• _Set problem 1_
In the Rangoon thread, how many courses did the meal Gareth Jones describes have?
• _Set problem 2_
Reproduce the part of the Rangoon thread starting at "While Rangoon was" and ending at "Pakistan respectively .".

• _Passage shown_
---+---

# Rangoon Burma



## Derek Roger (Feb 19, 2005)

While Rangoon was not a regular Port for the company I sailed with I was there once in 65 during the India Pakistan War .

It was my first trip to sea and we had to meet up with another Brocklebank ship to change crews so each vessel could enter India and Pakistan respectively . 

I did not get ashore but was able to see the pagodas from the Maipura's anchorage . It was a beautiful sight and those would did get ashore said it was an enchanted place .

The recent losses seem to be mounting and my heart goes out to all of the people of Burma . It is sad that the relief effort is being denied at this time by the Burmese Junta ( One hopes they will allow foreign aid before any more losses become evident )

Kind Regards Derek

Any other members remember Rangoon ?????


----------



## Gareth Jones (Jul 13, 2007)

I went there in the 70's - it was very restricted - no bars or that sort of thing - we were on Time Charter to Burma Five Star Lines and were adivsed not to go ashore.
However the Director of the shipping Co invited a group of us from the ship to go ashore to a meal.
It was the finest oriental meal I have ever eaten - they brought the courses one after another and each complimented the one before ! It was an 18 course meal - I was never so stuffed - absolutely delicious - and it ended with soup !!!
I wouldnt mind going back just for a meal like that again!


----------



## John Briggs (Feb 12, 2006)

Used to run to Rangoon in the early 60's. Lovely place, gentle and friendly people, great food! It is terrible to see them being denied aid at this traumatic time!


----------



## John Rogers (May 11, 2004)

My uncle spent 5 years there during the war,(Britain's lost army) he was in the Gloucester Reg,he would to spend hours telling me about the places,the Irrawaddy river, the small villages,he said the people were so good to them,friendly and honest,gave them what little food they had because the poor soldiers were almost starved to death after being in the jungle for so long. We have people in my town already collecting for them. Our carriers are standing by but they wont let us in.

John.


----------



## pete (Mar 13, 2005)

---+---

• _Extracted information_
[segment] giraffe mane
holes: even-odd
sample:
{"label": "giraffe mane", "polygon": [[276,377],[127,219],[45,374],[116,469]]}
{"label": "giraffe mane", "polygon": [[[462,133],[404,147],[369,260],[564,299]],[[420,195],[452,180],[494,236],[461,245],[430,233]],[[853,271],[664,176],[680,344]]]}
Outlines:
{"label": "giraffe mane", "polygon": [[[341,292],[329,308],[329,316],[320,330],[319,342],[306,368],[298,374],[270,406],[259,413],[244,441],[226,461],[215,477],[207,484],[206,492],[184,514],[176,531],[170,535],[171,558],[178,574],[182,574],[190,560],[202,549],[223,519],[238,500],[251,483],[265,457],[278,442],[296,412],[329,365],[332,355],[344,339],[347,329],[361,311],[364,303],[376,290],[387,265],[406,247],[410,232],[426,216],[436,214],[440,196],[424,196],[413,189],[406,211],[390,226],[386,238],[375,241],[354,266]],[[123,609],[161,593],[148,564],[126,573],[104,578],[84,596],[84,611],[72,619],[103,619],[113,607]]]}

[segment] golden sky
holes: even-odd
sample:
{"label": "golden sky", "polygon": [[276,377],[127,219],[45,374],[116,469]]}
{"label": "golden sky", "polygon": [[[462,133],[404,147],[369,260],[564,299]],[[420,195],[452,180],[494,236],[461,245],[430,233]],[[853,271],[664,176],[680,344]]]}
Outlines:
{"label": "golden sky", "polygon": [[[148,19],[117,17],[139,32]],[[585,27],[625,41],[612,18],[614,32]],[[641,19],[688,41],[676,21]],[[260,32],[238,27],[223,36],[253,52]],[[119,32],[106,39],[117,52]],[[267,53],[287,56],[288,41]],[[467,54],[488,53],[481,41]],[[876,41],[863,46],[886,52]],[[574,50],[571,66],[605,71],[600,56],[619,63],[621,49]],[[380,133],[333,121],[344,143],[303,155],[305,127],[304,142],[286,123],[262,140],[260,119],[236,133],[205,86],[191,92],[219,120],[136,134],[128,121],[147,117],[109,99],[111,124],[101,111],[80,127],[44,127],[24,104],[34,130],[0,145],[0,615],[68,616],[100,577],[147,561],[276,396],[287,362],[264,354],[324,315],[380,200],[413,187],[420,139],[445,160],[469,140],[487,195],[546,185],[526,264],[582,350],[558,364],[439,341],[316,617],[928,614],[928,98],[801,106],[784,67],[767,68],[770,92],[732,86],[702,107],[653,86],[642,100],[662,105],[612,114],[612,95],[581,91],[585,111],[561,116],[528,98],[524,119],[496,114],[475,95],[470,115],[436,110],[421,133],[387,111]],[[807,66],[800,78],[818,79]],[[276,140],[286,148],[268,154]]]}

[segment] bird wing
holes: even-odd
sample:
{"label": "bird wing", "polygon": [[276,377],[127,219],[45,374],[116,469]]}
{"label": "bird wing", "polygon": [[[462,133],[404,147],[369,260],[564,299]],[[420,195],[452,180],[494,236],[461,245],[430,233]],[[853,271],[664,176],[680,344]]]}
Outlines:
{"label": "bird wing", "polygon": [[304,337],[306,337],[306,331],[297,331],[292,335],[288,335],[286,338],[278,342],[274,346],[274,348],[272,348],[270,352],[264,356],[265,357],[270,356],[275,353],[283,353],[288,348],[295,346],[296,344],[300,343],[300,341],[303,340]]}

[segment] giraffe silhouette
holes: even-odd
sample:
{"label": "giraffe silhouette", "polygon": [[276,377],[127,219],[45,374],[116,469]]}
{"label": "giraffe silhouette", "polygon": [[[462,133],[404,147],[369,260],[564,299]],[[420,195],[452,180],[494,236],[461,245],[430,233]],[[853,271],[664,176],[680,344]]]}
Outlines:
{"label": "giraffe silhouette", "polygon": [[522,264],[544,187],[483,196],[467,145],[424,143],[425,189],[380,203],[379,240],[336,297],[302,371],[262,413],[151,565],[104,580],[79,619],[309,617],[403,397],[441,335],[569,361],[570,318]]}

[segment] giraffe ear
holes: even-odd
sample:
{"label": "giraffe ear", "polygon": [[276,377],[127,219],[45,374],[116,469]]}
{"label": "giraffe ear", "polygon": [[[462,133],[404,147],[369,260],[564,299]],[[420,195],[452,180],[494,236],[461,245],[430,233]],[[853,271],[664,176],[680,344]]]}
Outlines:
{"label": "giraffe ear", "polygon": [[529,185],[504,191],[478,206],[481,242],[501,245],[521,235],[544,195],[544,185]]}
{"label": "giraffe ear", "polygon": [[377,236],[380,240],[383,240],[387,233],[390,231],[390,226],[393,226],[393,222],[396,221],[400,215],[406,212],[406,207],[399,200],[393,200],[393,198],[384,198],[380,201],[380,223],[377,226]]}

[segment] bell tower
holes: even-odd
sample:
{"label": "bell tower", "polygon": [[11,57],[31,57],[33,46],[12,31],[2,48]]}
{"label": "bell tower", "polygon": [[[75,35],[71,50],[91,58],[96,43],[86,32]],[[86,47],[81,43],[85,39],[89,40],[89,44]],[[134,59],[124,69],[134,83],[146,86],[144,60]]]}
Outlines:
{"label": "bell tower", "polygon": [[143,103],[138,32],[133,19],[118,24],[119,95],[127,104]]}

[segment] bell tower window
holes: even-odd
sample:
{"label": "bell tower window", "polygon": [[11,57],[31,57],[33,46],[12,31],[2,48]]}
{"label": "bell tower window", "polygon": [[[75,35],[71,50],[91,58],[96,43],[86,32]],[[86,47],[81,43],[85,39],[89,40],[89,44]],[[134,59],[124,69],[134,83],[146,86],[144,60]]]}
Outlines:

---+---

• _Exercise solution 1_
18 courses.

• _Exercise solution 2_
While Rangoon was not a regular Port for the company I sailed with I was there once in 65 during the India Pakistan War .

It was my first trip to sea and we had to meet up with another Brocklebank ship to change crews so each vessel could enter India and Pakistan respectively .